_Aufgaben_.
1. Welche Brauerei hat laut Textauszug gegen die beiden Autoren geklagt?
2. Zitiere aus dem Textauszug alles ab „Es war nicht“ bis einschließlich „Stelle zu erwerben.“.

_Textauszug_.
##########

Der intellektuelle Stammtisch

■ Tumulte und Verbote: Notizen zur Lesung aus dem Bier-Lexikon

Nüchtern betrachtet, gibt es keinen Grund zuzuhören, wenn jemand aus einem Lexikon vorliest. Um Jürgen Roth und Michael Rudolf zu hören, fanden sich dennoch am Dienstag zahlreiche BesucherInnen im Magazinkeller des Schlachthofes ein. Schließlich ging es um ein Nachschlagewerk der besonderen Art. Es ging um „Bier! – Das Lexikon.“

Es war nicht nur die Aussicht auf ungestörtes Trinken, die die überwiegend männlichen Zuhörer angelockt hatte. Denn seit dem vergangenen Donnerstag ist die Verbreitung des bei Reclam erschienenen Lexikons verboten. Die hessische Brauerei Licher klagt gegen die Autoren, weil im Buch das Gerücht erwähnt wird, die Brauerei unterstütze „die Reps und anderes Pack finanziell“. Belegen können die Autoren das nicht, und so bot sich bei der Lesung die vielleicht letzte Gelegenheit, diese Passage zu hören oder gar ein Buch ohne Einschwärzung der inkriminierten Stelle zu erwerben.

Für weiteren Zündstoff war gesorgt, weil Roth und Rudolf die Bremer Bierkultur in ihrem Promille-Alphabet größtenteils mit Nichtachtung gestraft hatten. Kein Kräusen, kein Haake-Beck und kein Hemelinger hatte in die Enzyklopädie der beiden Titanic-Autoren Eingang gefunden. Schlimmer noch: Über Beck's war schlecht geschrieben worden. „Nicht so recht pilsig, auch ohne rechten Schwung“, heißt es im Bier-Lexikon. Um gegen diese Zeilen zu protestieren, hatten Lokalpatrioten die Wand hinter den Autoren mit den Etiketten des Flaggschiffs der Bremer Braukunst gepflastert.

##########

_Gespeicherte Einträge_.
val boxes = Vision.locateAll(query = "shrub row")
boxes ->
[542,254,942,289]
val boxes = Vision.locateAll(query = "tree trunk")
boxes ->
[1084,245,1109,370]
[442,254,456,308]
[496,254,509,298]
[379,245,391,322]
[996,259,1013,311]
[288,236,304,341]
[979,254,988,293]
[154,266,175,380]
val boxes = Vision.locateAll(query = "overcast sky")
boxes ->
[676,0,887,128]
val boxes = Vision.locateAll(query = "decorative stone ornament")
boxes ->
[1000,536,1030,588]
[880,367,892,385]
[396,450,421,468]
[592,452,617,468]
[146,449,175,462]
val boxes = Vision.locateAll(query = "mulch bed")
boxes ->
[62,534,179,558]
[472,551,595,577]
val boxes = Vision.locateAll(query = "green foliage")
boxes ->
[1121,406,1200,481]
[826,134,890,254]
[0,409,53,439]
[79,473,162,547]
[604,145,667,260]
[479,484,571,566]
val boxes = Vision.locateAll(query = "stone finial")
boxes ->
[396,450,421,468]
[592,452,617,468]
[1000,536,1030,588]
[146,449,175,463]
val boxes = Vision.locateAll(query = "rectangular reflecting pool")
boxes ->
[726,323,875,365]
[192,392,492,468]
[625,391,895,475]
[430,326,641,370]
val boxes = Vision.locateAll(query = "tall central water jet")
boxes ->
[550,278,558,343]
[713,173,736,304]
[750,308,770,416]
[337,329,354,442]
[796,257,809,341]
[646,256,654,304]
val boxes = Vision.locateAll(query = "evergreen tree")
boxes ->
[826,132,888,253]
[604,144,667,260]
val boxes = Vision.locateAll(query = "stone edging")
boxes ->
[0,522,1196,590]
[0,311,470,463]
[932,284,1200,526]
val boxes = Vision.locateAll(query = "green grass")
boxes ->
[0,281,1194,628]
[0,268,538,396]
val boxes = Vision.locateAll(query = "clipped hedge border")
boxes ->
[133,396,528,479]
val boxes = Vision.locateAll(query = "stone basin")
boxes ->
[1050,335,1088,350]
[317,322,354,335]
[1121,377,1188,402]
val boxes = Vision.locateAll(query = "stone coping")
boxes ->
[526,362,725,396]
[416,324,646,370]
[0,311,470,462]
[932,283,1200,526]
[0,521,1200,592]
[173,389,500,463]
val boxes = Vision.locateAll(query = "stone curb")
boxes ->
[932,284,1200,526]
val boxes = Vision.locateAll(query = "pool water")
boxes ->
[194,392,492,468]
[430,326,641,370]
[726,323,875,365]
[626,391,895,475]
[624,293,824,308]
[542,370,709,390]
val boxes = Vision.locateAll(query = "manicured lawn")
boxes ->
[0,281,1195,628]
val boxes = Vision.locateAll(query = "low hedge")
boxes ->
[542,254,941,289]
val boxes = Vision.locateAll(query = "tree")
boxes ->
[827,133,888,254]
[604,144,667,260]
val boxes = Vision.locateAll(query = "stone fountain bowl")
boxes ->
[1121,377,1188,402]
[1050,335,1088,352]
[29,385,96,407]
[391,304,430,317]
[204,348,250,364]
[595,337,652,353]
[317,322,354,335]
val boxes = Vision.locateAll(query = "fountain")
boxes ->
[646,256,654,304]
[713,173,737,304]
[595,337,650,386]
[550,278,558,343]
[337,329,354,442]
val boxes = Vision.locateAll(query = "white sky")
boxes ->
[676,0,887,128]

##########

_Lösungen_.
1. Die hessische Brauerei Licher.

2.
Es war nicht nur die Aussicht auf ungestörtes Trinken, die die überwiegend männlichen Zuhörer angelockt hatte. Denn seit dem vergangenen Donnerstag ist die Verbreitung des bei Reclam erschienenen Lexikons verboten. Die hessische Brauerei Licher klagt gegen die Autoren, weil im Buch das Gerücht erwähnt wird, die Brauerei unterstütze „die Reps und anderes Pack finanziell“. Belegen können die Autoren das nicht, und so bot sich bei der Lesung die vielleicht letzte Gelegenheit, diese Passage zu hören oder gar ein Buch ohne Einschwärzung der inkriminierten Stelle zu erwerben.